There was an embarassment of riches this week at the Mostly Mozart Festival, which kicked off Monday with the return of the Emerson String Quartet, who played Dvorak's "American" Quartet, Barber's Adagio, and Schubert's "Trout" Quintet (with Joyce Yang, piano, and Timothy Cobb, bass) with their peerless power and precision. All throughout, the packed Alice Tully Hall was riveted by their seamless playing, honed over the past 35 years. At the end of this season, cellist David Finckel—who joined in 1979—will be replaced by Paul Watkins; time will only tell if the group can keep its dynamic intact.

**Task details:**
Return the portion of the Mostly Mozart review starting at "There was an" and ending at "its dynamic intact.", copied word for word.

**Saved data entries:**
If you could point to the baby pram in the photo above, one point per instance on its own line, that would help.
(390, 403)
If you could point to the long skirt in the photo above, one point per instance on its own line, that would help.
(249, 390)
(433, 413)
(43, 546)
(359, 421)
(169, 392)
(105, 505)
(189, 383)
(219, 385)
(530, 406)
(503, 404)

**Exercise answer:**
There was an embarassment of riches this week at the Mostly Mozart Festival, which kicked off Monday with the return of the Emerson String Quartet, who played Dvorak's "American" Quartet, Barber's Adagio, and Schubert's "Trout" Quintet (with Joyce Yang, piano, and Timothy Cobb, bass) with their peerless power and precision. All throughout, the packed Alice Tully Hall was riveted by their seamless playing, honed over the past 35 years. At the end of this season, cellist David Finckel—who joined in 1979—will be replaced by Paul Watkins; time will only tell if the group can keep its dynamic intact.